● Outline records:
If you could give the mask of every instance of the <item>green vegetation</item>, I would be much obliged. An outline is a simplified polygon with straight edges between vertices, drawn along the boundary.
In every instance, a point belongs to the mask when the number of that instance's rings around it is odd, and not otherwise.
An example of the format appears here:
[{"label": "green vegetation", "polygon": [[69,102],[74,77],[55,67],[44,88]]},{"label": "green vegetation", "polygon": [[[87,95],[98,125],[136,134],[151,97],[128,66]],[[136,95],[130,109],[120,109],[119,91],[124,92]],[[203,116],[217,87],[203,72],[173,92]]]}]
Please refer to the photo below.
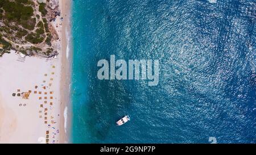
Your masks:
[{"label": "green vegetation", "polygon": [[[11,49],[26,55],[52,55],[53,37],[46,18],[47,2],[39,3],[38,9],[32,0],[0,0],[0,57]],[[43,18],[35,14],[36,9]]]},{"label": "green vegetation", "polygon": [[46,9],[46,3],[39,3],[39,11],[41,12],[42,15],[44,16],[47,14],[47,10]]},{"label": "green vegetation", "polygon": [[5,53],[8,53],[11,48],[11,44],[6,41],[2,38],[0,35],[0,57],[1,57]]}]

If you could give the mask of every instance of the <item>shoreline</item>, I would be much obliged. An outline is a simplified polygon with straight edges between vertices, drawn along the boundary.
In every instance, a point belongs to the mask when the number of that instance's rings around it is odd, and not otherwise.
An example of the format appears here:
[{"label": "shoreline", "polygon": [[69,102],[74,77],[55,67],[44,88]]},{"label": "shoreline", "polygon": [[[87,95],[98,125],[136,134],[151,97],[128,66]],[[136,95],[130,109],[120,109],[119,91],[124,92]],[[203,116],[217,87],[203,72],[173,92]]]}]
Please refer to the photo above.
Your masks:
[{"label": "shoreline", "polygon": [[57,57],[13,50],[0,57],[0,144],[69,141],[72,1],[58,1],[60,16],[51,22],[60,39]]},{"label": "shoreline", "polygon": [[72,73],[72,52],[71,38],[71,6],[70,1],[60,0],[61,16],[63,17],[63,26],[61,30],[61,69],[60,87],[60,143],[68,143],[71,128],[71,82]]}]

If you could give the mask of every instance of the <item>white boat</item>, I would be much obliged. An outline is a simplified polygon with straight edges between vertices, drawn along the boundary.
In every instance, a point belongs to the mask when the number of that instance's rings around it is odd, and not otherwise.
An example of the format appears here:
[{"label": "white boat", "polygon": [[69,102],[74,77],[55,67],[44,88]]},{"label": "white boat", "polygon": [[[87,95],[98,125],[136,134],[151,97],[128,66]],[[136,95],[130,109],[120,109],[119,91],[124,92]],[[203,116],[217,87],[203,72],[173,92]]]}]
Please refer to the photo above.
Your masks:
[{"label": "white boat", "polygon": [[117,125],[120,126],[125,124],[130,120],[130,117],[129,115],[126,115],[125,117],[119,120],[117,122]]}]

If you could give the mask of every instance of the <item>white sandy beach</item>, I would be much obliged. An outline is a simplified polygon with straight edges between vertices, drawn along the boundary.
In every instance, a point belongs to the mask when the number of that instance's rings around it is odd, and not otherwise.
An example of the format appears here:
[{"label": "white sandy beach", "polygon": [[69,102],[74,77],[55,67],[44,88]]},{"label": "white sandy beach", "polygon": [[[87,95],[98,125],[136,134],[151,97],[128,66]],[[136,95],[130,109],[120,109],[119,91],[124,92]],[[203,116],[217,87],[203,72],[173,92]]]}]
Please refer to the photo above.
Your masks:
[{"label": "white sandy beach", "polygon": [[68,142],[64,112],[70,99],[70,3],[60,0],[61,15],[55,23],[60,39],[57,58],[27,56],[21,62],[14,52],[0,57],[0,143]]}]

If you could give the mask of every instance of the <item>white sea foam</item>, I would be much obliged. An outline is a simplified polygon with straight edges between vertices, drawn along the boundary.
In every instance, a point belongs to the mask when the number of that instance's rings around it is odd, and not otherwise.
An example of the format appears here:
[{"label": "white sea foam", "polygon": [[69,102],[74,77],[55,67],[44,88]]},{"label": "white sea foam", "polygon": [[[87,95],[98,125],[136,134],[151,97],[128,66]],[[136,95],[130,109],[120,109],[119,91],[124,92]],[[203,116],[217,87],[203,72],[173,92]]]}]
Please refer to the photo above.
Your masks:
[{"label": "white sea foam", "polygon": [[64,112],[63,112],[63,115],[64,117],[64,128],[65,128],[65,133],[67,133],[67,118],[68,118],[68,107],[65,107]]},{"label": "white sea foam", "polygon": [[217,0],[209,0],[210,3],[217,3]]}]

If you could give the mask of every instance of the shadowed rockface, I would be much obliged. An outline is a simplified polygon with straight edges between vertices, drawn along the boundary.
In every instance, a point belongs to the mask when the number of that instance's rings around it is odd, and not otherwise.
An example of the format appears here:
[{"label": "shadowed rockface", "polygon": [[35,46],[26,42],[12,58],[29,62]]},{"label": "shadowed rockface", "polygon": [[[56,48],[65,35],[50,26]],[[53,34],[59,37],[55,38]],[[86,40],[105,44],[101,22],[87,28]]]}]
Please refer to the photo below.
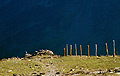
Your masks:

● CHALLENGE:
Gather every line of the records that contains the string "simplified", treating uppercase and lowercase letters as different.

● OUTPUT OF THE EXERCISE:
If you could give the mask of every instance of the <item>green vegetation</item>, I would be much obliged. An outline is a simplified polygon with straight edges between vertices, drawn along the boundary.
If you could give the mask of every instance of the <item>shoreline</item>, I would be much obliged. An outline is a simplified polygon with straight edges between vertices, drawn along the boundary.
If you could give the mask of every instance of the <item>white boat</item>, I would be much obliged. An outline is a simplified polygon with straight edges between vertices, drawn along the boundary.
If you could give the mask of every instance of the <item>white sandy beach</item>, I would be much obliged. An outline is a simplified polygon with straight edges between vertices, drawn along the boundary.
If you could give the mask of every instance of the <item>white sea foam</item>, I would be much obliged. An outline is a simplified polygon with straight edges between vertices, drawn along the boundary.
If you could give the mask of every instance of the shadowed rockface, I would be much obliged. An outline is a simplified polygon with straight edges between vertices, drawn along the boundary.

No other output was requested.